* _Dataset entries_:
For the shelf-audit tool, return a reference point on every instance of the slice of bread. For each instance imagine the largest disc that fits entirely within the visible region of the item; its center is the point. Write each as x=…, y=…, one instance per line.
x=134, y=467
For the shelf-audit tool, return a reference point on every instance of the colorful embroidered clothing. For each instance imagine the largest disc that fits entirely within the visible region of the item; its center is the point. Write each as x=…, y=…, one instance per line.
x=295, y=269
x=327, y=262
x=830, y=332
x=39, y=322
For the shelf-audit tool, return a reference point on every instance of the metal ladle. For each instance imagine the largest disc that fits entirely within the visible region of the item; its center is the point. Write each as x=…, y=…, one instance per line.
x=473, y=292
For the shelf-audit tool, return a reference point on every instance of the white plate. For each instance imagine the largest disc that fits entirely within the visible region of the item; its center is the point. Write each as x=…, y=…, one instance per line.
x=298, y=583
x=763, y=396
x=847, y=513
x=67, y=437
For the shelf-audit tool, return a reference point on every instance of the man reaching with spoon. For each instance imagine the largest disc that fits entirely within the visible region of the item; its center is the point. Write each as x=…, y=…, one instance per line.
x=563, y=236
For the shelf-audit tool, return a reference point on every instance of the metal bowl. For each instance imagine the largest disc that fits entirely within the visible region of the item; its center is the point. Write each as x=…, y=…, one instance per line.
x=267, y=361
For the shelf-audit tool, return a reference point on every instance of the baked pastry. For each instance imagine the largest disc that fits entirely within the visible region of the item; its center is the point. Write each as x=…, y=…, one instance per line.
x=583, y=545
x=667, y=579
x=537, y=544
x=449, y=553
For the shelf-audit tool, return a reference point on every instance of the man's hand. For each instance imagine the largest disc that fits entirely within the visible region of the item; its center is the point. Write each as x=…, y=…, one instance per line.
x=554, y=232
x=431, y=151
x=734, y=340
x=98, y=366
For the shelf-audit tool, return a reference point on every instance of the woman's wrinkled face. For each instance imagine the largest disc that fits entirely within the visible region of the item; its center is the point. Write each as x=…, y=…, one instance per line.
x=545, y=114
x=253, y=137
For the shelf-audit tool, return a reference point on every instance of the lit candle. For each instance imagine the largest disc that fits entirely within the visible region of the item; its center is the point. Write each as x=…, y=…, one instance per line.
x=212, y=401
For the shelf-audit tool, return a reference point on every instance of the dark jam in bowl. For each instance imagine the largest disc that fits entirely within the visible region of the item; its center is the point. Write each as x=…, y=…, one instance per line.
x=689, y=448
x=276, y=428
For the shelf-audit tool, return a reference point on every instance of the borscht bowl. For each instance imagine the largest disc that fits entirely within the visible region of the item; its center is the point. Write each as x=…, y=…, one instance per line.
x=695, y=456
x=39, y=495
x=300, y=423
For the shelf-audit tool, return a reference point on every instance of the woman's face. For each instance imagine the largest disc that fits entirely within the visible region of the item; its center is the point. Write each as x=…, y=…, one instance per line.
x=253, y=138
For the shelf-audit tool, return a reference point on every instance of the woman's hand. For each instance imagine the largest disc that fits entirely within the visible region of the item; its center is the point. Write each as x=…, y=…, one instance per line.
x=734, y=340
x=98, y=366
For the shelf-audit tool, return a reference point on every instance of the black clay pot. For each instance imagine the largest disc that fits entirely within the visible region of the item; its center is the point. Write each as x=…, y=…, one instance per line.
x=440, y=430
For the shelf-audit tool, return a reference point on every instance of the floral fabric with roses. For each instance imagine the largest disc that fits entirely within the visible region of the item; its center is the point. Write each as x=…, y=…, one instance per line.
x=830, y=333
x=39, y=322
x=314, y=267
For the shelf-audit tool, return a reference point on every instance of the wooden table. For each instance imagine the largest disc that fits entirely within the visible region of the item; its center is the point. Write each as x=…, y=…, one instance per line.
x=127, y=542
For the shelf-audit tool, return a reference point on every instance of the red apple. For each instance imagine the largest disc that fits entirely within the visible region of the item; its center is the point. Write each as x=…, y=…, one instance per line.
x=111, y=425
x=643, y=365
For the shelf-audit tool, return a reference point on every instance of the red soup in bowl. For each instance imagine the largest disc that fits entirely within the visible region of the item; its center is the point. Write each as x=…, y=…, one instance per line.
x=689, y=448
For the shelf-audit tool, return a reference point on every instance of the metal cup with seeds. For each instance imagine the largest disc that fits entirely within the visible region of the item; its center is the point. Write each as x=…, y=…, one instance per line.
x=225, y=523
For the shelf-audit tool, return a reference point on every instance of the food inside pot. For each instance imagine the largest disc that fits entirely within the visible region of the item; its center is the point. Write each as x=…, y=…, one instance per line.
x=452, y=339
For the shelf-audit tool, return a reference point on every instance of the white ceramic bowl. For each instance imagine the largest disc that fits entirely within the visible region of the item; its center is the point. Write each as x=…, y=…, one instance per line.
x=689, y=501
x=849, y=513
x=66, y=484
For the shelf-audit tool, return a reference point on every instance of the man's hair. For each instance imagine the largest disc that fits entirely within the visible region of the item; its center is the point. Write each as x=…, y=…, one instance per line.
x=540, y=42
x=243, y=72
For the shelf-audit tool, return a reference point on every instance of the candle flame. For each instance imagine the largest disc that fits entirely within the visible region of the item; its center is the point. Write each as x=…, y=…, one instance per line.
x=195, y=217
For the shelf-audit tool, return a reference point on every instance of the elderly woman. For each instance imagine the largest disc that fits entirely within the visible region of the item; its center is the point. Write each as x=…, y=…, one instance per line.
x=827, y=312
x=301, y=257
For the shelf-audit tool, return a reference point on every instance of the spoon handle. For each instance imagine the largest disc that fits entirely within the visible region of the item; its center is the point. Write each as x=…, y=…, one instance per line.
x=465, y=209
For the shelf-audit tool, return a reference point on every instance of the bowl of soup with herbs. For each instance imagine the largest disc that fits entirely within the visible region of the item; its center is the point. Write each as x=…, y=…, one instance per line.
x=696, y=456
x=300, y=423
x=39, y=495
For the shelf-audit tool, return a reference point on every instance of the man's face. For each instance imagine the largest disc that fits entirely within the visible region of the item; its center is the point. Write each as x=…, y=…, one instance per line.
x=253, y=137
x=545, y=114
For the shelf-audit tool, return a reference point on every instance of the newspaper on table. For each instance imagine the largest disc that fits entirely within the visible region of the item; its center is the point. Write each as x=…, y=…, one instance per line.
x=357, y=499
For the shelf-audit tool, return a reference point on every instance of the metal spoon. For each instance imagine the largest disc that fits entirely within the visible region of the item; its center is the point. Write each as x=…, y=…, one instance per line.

* _To do_: Nothing should be left out: return all of the records exactly.

* _Response to this task_:
For the shelf-audit tool, return a reference point on every instance of the slice of bread. For each instance imagine the largest disc that fits entirely within the visible region of the item; its center is the point. Write each as x=…, y=…, one instance per line.
x=134, y=467
For the shelf-audit tool, return a reference point on every instance of the colorful embroidered clothing. For each instance imagine the largest disc that fits entirely within the visible region of the item; its center is the point. Write each as x=…, y=…, one instance per line.
x=295, y=269
x=327, y=262
x=830, y=332
x=39, y=322
For the shelf-audit tool, return a reference point on every instance of the metal ladle. For each instance imagine the largest disc that fits entirely within the visible region of the item; its center is the point. Write each as x=…, y=…, one instance per line.
x=473, y=292
For the shelf-audit tool, return a reference point on every instance of the white plate. For each instance imagine the largest disc that fits entirely within the visible region of the item; its center is the point. Write each as x=…, y=…, one instance per line.
x=298, y=583
x=763, y=396
x=847, y=513
x=67, y=437
For the shelf-audit tool, return a reference point on every instance of the man reaching with spoon. For each instance imagine the largest disc that fits entirely within the visible region of the item; its center is the point. Write each as x=…, y=…, one instance per line.
x=563, y=236
For the shelf-audit tool, return a reference point on every instance of the metal bowl. For each instance imagine the largest disc that fits entirely within the visible region of the item; its center is the point. Write each as x=…, y=…, one instance per line.
x=267, y=361
For the shelf-audit tool, return a reference point on every instance of the baked pastry. For each instance imagine the largest disc that fits entirely within the visible region of the item; its center is the point. Write each as x=…, y=…, one instance per line.
x=583, y=545
x=667, y=579
x=537, y=544
x=449, y=553
For the shelf-audit tool, return a reference point on every instance of the man's hand. For each instance imagine the largest disc that fits entirely within the visible region of the item; its center is the point. Write each as x=…, y=…, one instance per line.
x=554, y=232
x=431, y=151
x=734, y=340
x=98, y=366
For the shelf-audit tool, return a reference point on every instance of the woman's wrinkled face. For each instance imagine the largest disc that fits entirely within the visible region of the item; its center is the point. Write each as x=…, y=…, one instance per line.
x=545, y=114
x=253, y=137
For the shelf-audit tool, return a reference point on every instance of the lit candle. For each instance imagine the largest disc that fits entirely within the visible region of the item; its center is the point. Write each as x=…, y=…, one instance per line.
x=212, y=401
For the shelf-audit tool, return a reference point on every instance of the dark jam in bowl. For each instance imagine the largest disc that fits entirely within the visible region of the item; its center is the point. Write each as x=…, y=…, one instance per line.
x=689, y=448
x=276, y=428
For the shelf-audit tool, return a reference point on every instance of the borscht bowl. For each instance imagine the largest disc that fits entirely within the visible region of the item; its center is the point. Write each as x=…, y=…, one instance per line.
x=695, y=456
x=39, y=495
x=300, y=423
For the shelf-audit tool, return a reference point on every instance of the woman's face. For each instance imagine the largest disc that fits entirely within the visible region of the item; its center is the point. Write each as x=…, y=…, one instance per line.
x=253, y=138
For the shelf-audit tool, return a reference point on every instance of the woman's hand. For each instance imagine the largest disc that fits entirely within the visible region of the item; its center is the point. Write each as x=…, y=…, one instance per line.
x=734, y=340
x=98, y=366
For the shelf-audit tool, return a reference point on every instance of the black clay pot. For each instance imagine the largest disc that fits entirely within the visible region of the item; its center is the point. Write each as x=…, y=…, one instance per line.
x=440, y=430
For the shelf-audit tool, return a reference point on every instance of the floral fabric with roses. For each instance imagine the largest disc that fits entirely within the visible region of the item; its center is the point. Write each as x=…, y=…, one instance per line.
x=830, y=333
x=39, y=322
x=314, y=267
For the shelf-audit tool, return a reference point on every instance of the wooden table. For each instance imagine the largest disc that fits entirely within the visible region of the item; its center is the point. Write each as x=…, y=…, one instance per line.
x=127, y=542
For the shelf-audit tool, return a reference point on every instance of the red apple. For each instance imagine the largest disc that fits entirely within the visible region of the item; its center is the point. Write each as x=…, y=…, one instance per line.
x=111, y=425
x=643, y=365
For the shelf-audit tool, return a reference point on every instance of the red soup in bowl. For each instance imagine the largest disc that fits entirely within the visible region of the item; its center is the point. Write each as x=…, y=…, one instance per line.
x=689, y=448
For the shelf-audit tool, return a reference point on every instance of the metal cup with seeds. For each instance imagine the largest disc that fits entirely within the visible region of the item; its center is the point. Write each as x=…, y=…, one instance per line.
x=225, y=523
For the shelf-audit tool, return a reference point on every instance of the food inside pot. For each instance imagine the largest disc that fits entirely within the visible region of the item; its center is the point. Write each as x=…, y=…, one instance per line.
x=452, y=339
For the shelf-audit tool, return a reference point on every instance of the white ceramic bowl. For each instance imagine the largest disc that fits entirely within the visible region of the item; its center is the point. Write each as x=…, y=…, one instance per line.
x=689, y=501
x=849, y=513
x=66, y=484
For the shelf-audit tool, return a reference point on every instance of the man's hair. For each instance imagine the largest disc that fits entirely within the visible region of the item; its center is the point. Write each as x=…, y=…, one instance per line.
x=540, y=42
x=243, y=72
For the shelf-audit tool, return a reference point on every instance of the candle flame. For each instance imagine the largest disc that fits entirely within the visible region of the item; its center is the point. Write each as x=…, y=…, one instance per line.
x=195, y=217
For the shelf-audit tool, return a reference point on every instance of the elderly woman. For each instance imagine the largest disc that fits entirely within the visible region of the item; its center is the point. Write each as x=…, y=…, one instance per line.
x=827, y=312
x=301, y=257
For the shelf-audit tool, return a reference point on every instance of the spoon handle. For each instance imagine the largest disc that fits entirely within the visible region of the item; its center is the point. Write each as x=…, y=…, one instance per line.
x=465, y=209
For the shelf-audit tool, return a reference point on every instance of the bowl of soup with herbs. For each instance imagine the largest disc that fits entirely within the visible region of the item; its center is the point. Write each as x=…, y=…, one instance per line.
x=696, y=456
x=300, y=423
x=39, y=495
For the shelf-audit tool, return a reference point on every instance of the man's face. For each instance imagine the largest disc that fits entirely within the visible region of the item; its center is the point. Write each as x=…, y=…, one instance per line.
x=253, y=137
x=545, y=114
For the shelf-audit tool, return a reference point on every instance of the newspaper on table. For each instance imagine the largest disc that fits entirely within the visible region of the item; its center is the point. Write each as x=…, y=…, one instance per line.
x=357, y=499
For the shelf-audit tool, return a reference point on every instance of the metal spoon. For each instance imagine the largest disc that fits entirely within the visible region of the item; its center is the point. Write each as x=…, y=…, one instance per line.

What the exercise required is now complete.